■ **ЗАДАНИЕ**:
Воспроизведите полностью и без изменений приведенный ниже отрывок о Рихтере и Гилельсе.

■ **ПРЕДЛОЖЕННЫЙ ОТРЫВОК**:

Нет, конечно, и слух у него наверняка был изумительный, и все он мог отработать. Он не мог измениться эмоционально. Звук – не только результат взаимодействия слуха и осязания, через звук идет эмоция. Гилельс эмоционально был очень «теплым» пианистом, а эмоции Рихтера, тоже невероятно сильные, имели совершенно другую направленность и структуру. Он не растворялся в эмоциях исполняемой музыки, а вовлекал слушателей в какой-то эмоциональный вихрь, иногда «холодноватый», что признавал даже Нейгауз. В статье «К чему я стремился как музыкант-педагог» Г.Г. Нейгауз писал: «Иногда, правда, очень редко, у Рихтера мне не хватает “человечности”; однажды я ощутил это в Аппассионате, в Сонате B-dur Шуберта, несмотря на всю духовную высоту исполнения… Ein esoterisches Erklingen (по‑русски – сокровенное, предназначенное только для посвященных звучание, нечто очень недоступное, чуть ли не расхолаживающее неискушенного слушателя), почти равнодушие к человеческим делам и слабостям, холод многострадальной души, а не бесчувствие тупицы, – холод, который (в царстве мысли) выражен в двух почти равноправных суждениях: «Tout comprendre c’est tout pardoner» [Все понять – значит все простить] и «Tout comprendre c’est tout mépriser» [Все понять – значит всем пренебречь]. Потому, мне кажется, игра Рихтера иногда “замораживает” слушателя. Но очень редко!»78.

■ **ВЫДЕРЖКИ ИЗ ЗАПИСЕЙ**:

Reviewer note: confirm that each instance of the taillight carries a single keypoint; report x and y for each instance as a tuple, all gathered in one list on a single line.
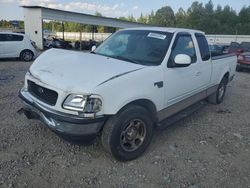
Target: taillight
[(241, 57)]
* * *
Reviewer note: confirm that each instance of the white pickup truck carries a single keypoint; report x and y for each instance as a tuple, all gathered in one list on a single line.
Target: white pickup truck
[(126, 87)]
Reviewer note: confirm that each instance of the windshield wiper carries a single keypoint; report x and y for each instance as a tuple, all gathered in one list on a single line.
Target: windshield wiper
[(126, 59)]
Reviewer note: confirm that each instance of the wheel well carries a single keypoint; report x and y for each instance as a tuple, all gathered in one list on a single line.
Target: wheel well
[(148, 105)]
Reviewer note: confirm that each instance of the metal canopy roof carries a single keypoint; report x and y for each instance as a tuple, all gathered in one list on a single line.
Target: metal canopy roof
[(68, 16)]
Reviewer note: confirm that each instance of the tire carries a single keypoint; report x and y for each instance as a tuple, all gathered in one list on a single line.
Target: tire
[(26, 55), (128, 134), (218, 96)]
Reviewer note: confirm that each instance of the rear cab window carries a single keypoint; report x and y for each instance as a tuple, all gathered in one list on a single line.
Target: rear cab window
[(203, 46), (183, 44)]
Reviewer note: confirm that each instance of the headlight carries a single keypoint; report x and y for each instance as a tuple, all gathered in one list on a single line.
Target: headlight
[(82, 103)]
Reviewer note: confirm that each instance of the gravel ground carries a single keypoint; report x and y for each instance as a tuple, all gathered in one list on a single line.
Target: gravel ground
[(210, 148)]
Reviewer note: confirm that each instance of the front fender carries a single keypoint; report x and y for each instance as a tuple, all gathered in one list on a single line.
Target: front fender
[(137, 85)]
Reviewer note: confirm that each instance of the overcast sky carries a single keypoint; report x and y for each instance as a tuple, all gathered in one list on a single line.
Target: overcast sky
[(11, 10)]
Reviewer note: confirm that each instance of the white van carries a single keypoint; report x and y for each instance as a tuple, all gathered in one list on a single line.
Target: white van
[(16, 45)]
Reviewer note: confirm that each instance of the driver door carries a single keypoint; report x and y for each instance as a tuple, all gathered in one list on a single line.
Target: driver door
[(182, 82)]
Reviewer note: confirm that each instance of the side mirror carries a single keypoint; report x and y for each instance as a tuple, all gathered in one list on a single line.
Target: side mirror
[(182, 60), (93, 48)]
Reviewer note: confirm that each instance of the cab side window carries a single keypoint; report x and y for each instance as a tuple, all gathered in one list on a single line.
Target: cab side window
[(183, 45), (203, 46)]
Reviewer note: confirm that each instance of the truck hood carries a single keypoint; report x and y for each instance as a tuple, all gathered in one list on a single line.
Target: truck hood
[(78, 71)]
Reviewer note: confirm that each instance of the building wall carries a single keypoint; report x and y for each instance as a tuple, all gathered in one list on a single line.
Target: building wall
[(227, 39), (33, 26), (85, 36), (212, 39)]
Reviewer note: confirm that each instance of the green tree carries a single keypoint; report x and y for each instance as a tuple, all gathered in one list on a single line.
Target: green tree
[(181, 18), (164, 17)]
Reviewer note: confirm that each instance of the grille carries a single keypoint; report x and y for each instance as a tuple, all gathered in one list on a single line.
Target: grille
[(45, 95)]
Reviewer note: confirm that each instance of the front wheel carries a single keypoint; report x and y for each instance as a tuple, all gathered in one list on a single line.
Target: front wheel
...
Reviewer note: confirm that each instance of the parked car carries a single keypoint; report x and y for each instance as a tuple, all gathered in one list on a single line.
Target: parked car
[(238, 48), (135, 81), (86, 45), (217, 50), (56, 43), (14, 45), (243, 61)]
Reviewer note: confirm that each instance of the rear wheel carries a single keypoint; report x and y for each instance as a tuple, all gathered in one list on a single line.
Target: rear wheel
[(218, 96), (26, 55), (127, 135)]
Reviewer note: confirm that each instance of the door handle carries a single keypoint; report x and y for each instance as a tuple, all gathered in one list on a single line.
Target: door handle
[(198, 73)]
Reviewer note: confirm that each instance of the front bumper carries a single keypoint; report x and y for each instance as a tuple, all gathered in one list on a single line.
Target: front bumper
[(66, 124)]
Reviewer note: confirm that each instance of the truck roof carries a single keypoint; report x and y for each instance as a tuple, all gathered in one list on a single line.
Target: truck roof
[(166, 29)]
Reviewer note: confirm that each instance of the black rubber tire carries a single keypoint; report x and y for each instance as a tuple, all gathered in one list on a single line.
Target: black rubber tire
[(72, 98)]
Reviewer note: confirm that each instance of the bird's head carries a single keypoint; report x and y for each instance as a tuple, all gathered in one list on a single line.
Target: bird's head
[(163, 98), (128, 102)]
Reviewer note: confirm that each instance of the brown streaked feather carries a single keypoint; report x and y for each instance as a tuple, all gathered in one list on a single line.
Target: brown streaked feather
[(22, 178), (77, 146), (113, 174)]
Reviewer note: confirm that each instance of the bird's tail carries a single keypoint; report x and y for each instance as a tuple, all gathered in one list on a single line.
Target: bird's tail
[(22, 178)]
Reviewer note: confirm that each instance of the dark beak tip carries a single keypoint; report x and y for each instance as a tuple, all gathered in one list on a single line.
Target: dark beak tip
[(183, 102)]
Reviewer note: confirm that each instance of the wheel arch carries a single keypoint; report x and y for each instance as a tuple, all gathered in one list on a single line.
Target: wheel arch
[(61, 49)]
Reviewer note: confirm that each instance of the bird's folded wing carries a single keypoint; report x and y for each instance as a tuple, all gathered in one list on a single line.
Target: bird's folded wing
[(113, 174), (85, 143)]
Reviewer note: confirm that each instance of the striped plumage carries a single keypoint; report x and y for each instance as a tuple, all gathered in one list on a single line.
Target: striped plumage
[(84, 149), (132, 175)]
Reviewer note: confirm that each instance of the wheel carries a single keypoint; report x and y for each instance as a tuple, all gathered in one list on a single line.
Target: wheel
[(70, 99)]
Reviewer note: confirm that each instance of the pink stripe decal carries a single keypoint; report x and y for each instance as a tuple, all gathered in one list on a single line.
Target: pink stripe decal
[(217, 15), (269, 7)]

■ **ПОЛНЫЙ ОТВЕТ**:
Нет, конечно, и слух у него наверняка был изумительный, и все он мог отработать. Он не мог измениться эмоционально. Звук – не только результат взаимодействия слуха и осязания, через звук идет эмоция. Гилельс эмоционально был очень «теплым» пианистом, а эмоции Рихтера, тоже невероятно сильные, имели совершенно другую направленность и структуру. Он не растворялся в эмоциях исполняемой музыки, а вовлекал слушателей в какой-то эмоциональный вихрь, иногда «холодноватый», что признавал даже Нейгауз. В статье «К чему я стремился как музыкант-педагог» Г.Г. Нейгауз писал: «Иногда, правда, очень редко, у Рихтера мне не хватает “человечности”; однажды я ощутил это в Аппассионате, в Сонате B-dur Шуберта, несмотря на всю духовную высоту исполнения… Ein esoterisches Erklingen (по‑русски – сокровенное, предназначенное только для посвященных звучание, нечто очень недоступное, чуть ли не расхолаживающее неискушенного слушателя), почти равнодушие к человеческим делам и слабостям, холод многострадальной души, а не бесчувствие тупицы, – холод, который (в царстве мысли) выражен в двух почти равноправных суждениях: «Tout comprendre c’est tout pardoner» [Все понять – значит все простить] и «Tout comprendre c’est tout mépriser» [Все понять – значит всем пренебречь]. Потому, мне кажется, игра Рихтера иногда “замораживает” слушателя. Но очень редко!»78.